» WORK REQUIRED:
Search the entries below for "rooftop" and copy each matching line.

» DATA FOR THE TASK:
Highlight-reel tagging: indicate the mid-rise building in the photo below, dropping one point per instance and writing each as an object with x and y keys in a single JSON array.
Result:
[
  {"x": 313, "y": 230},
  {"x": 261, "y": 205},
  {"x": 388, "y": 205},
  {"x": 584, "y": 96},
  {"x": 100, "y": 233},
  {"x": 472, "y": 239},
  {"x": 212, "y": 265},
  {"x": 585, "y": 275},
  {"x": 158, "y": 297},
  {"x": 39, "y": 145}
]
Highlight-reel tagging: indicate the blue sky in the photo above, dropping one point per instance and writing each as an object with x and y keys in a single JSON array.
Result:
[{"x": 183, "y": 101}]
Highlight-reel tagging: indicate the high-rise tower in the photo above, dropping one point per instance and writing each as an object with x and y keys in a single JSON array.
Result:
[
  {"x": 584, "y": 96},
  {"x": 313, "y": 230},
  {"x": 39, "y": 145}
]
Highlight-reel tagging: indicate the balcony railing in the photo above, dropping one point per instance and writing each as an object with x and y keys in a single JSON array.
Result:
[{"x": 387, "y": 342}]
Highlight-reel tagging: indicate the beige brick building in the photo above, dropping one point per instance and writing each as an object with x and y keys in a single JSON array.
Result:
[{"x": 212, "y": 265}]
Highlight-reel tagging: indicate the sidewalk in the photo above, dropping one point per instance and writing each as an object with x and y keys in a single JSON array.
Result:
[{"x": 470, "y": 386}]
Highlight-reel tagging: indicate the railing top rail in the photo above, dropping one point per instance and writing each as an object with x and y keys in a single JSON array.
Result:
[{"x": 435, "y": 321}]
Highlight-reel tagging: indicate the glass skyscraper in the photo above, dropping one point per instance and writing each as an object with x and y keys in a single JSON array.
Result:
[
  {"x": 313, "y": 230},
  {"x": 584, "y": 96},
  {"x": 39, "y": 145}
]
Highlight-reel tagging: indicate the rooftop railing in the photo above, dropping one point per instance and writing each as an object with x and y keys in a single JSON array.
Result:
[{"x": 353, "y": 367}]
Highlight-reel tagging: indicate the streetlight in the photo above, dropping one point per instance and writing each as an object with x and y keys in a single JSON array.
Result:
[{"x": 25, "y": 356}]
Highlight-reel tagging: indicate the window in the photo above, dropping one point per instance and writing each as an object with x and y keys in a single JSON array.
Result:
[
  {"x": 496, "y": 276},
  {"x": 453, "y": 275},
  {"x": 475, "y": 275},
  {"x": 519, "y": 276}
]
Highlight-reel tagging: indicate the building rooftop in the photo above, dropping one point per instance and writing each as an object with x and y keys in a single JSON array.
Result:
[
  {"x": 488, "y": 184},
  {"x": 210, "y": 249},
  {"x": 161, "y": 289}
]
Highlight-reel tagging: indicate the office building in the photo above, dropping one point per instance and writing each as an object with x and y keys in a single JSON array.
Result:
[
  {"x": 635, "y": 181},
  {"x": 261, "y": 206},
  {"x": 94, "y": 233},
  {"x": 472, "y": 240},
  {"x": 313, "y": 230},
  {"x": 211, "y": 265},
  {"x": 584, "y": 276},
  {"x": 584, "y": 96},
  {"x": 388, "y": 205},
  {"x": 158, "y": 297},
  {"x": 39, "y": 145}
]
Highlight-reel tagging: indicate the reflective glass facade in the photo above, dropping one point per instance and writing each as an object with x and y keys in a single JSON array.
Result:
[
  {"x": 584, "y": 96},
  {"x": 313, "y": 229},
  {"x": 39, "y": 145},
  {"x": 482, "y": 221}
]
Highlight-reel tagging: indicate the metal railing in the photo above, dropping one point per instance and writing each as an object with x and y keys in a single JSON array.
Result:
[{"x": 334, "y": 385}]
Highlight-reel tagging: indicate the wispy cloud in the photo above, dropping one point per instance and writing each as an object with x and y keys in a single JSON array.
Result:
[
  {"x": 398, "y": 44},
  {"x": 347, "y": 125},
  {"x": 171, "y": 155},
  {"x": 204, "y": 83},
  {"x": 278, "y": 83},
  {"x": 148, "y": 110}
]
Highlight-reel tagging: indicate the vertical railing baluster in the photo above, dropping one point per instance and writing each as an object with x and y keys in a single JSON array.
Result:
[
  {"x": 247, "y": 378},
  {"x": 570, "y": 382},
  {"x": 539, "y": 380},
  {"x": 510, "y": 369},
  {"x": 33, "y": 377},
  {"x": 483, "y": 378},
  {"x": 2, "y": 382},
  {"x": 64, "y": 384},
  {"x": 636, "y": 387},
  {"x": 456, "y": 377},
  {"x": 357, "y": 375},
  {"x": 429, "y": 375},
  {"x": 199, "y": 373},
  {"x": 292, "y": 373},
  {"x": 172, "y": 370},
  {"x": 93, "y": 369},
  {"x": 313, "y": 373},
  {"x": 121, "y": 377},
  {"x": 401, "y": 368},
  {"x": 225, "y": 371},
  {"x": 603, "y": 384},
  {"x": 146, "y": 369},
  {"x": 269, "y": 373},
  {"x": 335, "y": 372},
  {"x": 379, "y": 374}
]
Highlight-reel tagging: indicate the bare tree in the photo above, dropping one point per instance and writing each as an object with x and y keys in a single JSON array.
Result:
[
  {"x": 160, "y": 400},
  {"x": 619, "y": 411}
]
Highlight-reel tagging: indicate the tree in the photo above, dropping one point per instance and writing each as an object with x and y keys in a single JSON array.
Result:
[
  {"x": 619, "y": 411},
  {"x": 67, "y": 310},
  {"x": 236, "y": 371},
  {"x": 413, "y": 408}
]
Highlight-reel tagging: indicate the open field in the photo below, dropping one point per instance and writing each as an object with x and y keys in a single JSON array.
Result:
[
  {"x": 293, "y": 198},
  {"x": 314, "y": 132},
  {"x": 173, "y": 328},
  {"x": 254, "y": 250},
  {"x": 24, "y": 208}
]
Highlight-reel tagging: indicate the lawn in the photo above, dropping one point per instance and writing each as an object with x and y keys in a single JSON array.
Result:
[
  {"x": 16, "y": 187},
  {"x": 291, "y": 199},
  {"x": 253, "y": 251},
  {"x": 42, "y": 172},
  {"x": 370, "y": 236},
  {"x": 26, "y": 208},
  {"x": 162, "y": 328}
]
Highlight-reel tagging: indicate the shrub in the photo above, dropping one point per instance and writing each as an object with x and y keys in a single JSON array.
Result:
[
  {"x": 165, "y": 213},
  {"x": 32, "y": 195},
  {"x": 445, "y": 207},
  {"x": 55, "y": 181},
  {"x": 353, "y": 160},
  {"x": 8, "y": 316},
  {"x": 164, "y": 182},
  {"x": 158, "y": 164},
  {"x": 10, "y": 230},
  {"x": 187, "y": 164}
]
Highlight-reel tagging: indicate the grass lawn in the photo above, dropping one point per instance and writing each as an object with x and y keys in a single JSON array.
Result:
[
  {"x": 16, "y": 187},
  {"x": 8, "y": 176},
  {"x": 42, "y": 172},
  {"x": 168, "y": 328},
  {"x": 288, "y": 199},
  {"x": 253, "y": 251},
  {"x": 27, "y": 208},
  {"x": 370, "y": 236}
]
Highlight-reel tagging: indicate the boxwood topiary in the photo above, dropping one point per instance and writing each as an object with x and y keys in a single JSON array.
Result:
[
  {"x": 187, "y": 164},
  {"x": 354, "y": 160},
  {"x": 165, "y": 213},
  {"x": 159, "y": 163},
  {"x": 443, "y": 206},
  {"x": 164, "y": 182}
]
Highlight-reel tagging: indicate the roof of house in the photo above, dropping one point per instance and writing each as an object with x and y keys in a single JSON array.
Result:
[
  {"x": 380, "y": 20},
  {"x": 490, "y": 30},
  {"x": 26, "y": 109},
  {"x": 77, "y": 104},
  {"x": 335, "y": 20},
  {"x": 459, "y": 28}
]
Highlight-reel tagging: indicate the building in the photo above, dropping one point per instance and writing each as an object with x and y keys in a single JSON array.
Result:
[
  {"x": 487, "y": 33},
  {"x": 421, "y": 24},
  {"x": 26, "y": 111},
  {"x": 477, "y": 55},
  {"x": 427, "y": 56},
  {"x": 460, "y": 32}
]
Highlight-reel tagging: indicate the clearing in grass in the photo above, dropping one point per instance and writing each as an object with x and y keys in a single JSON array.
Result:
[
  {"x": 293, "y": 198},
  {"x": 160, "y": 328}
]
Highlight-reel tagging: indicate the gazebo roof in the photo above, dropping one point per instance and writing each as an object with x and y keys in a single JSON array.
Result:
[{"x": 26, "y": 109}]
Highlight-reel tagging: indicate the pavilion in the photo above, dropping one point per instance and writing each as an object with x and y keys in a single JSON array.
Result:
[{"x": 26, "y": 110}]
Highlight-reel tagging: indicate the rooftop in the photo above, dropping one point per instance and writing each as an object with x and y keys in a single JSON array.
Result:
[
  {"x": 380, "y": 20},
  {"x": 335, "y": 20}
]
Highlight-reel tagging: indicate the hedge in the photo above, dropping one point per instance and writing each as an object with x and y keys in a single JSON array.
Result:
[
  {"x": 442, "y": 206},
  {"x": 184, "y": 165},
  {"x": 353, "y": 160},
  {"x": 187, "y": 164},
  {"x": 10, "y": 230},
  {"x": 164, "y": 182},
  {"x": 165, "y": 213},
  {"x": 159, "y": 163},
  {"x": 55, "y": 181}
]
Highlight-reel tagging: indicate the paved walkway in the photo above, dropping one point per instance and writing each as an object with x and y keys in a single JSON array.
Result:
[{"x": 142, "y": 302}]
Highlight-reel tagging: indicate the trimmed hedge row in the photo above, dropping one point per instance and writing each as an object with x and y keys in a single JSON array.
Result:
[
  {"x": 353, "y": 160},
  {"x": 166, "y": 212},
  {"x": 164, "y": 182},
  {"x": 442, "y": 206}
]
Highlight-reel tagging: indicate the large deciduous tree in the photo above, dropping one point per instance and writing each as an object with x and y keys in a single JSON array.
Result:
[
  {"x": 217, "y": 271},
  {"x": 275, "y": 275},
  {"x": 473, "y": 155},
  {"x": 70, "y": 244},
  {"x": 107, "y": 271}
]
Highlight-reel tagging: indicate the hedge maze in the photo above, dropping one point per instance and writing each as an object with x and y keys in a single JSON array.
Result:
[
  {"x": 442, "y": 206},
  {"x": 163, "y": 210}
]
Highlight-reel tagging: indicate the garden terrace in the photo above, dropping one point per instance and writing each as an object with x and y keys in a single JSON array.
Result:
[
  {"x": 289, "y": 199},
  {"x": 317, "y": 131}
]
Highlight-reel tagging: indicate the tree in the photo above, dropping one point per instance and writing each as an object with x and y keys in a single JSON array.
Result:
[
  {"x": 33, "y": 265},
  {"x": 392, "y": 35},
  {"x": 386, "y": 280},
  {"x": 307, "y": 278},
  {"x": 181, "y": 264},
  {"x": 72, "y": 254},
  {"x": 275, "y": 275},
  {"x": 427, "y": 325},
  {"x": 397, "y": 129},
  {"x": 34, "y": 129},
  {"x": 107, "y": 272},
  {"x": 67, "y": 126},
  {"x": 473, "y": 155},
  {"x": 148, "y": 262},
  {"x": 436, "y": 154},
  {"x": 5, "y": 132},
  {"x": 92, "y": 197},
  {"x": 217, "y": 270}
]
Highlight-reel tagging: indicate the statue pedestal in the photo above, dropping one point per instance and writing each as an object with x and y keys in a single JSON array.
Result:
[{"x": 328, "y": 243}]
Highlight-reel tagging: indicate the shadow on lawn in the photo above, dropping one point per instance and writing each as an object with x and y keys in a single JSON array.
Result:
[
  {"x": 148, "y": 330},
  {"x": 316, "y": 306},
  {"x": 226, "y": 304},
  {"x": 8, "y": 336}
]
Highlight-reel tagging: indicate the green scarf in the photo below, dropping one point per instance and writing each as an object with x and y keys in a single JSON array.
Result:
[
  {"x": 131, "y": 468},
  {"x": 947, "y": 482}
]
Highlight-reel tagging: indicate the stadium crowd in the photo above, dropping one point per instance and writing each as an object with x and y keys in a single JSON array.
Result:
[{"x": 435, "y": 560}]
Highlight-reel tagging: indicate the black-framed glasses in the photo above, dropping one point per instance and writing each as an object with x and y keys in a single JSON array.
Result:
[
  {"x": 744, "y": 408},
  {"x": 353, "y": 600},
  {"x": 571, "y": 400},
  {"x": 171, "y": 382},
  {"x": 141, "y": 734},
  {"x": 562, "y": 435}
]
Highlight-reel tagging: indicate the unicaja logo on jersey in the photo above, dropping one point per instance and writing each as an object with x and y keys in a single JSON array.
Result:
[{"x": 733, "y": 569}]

» EXPECTED OUTPUT:
Highlight-reel tagging: indicate the rooftop railing in the photo above, dropping one point per instance and writing each as an object with x and y keys in a single JSON array.
Highlight-reel tagging: indicate the building rooftop in the photo above, dropping one point per instance and writing each as an object with x and y keys in a single JSON array.
Highlight-reel tagging: indicate the rooftop in the photo above, dropping one point per instance and writing each as an object with x and y keys in a single JSON array.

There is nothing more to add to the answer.